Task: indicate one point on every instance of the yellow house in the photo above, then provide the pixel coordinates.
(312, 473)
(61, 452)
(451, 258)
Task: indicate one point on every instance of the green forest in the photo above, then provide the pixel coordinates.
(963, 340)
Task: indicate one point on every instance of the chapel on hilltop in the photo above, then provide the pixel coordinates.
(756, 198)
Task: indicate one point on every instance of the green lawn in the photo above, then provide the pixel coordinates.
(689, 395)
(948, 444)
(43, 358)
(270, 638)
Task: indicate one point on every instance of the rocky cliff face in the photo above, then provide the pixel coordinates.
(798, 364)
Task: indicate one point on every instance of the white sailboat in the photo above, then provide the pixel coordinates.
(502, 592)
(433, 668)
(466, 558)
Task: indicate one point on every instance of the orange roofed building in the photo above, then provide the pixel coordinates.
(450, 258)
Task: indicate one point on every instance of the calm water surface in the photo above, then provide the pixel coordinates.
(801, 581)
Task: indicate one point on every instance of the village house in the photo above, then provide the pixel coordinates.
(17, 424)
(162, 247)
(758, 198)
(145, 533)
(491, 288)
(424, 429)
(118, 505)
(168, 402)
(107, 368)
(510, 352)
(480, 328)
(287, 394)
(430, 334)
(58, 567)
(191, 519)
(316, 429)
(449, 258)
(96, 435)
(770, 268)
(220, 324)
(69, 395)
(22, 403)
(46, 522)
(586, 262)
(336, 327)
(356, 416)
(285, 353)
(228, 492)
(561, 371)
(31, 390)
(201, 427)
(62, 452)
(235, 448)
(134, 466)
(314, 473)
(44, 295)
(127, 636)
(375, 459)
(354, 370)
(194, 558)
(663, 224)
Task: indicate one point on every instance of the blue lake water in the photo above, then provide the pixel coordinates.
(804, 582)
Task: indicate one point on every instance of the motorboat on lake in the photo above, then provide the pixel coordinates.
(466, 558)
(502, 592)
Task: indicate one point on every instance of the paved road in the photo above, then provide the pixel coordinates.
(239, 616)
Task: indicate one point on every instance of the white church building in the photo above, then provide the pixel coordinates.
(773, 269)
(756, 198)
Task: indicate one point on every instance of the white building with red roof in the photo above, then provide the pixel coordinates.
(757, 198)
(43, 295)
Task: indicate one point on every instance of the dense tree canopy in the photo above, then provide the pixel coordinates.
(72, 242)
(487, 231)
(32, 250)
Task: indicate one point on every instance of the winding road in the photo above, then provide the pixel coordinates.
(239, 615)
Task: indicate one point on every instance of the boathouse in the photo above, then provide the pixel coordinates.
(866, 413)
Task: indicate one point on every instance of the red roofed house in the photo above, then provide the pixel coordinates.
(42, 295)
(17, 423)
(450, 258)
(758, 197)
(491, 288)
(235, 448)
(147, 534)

________

AIM: Copy out the entire listing above line by line, with no changes to wording, numbers, punctuation, or order.

OUTPUT FOR THIS TASK:
Task: indicate one point on every instance of the yellow house in the photo above, then provide the pixel coordinates.
(312, 473)
(61, 452)
(451, 258)
Task: indicate one point on every instance of the green forest in the photo above, then provide the pixel coordinates.
(963, 340)
Task: indicate one point on every instance of the chapel on hilltop in the photo above, then provide the pixel coordinates.
(756, 198)
Task: indicate one point on every instance of the green lawn in the photo above, then provide the pixel coordinates.
(689, 395)
(948, 444)
(43, 358)
(270, 638)
Task: indicate one point on every instance of the rocky cliff face in the photo above, then provide the pixel coordinates.
(798, 364)
Task: indicate one point on every instance of the white sailboat in the photo above, then provide the pixel coordinates.
(502, 592)
(433, 668)
(466, 558)
Task: indicate one point on every instance of the orange roofed building in the photo above, then provide the pixel coordinates.
(450, 258)
Task: indicate one point on every instance of the calm water surface in the photo above, then provide the pixel coordinates.
(801, 581)
Task: indicate one point on every instance of the village house in the photo above, then provide the pixel coordinates.
(17, 424)
(162, 247)
(758, 198)
(145, 533)
(491, 288)
(424, 429)
(118, 505)
(168, 402)
(107, 368)
(510, 352)
(480, 328)
(287, 394)
(430, 334)
(58, 567)
(191, 519)
(316, 429)
(449, 258)
(96, 435)
(770, 268)
(220, 324)
(69, 395)
(22, 403)
(46, 522)
(586, 262)
(336, 327)
(356, 416)
(285, 353)
(228, 492)
(561, 371)
(31, 390)
(201, 427)
(62, 452)
(235, 448)
(134, 466)
(314, 473)
(44, 295)
(127, 636)
(375, 459)
(354, 370)
(194, 558)
(663, 224)
Task: indicate one point on every instance of the blue lake water in the photo above, then provide the pixel coordinates.
(804, 582)
Task: indicate one point on every instance of the motorboat on lake in the photo above, then provide the pixel coordinates.
(466, 558)
(502, 592)
Task: indicate one point on every instance of the paved road in the photo above, then provide the pixel coordinates.
(239, 616)
Task: indicate one point on every instance of the white church building in the photo above, then provide the pixel coordinates.
(773, 269)
(756, 198)
Task: indicate one point on every instance of the white building with red roof in the photo above, then provide the pixel coordinates.
(757, 198)
(43, 295)
Task: indicate one point on every instance of the dense tree canopy in the photo above, then provide the pixel coordinates.
(72, 242)
(487, 231)
(32, 250)
Task: indicate one point on every instance of the winding road in the photo above, then provide the pixel coordinates.
(239, 615)
Task: indicate one point on every instance of the boathouse in the photo above, then provide the pixel coordinates.
(866, 413)
Task: indicate one point on every instance of the red roofed house in the photo above, then provide the pixel coordinates.
(42, 295)
(17, 423)
(450, 258)
(758, 197)
(491, 288)
(235, 448)
(147, 534)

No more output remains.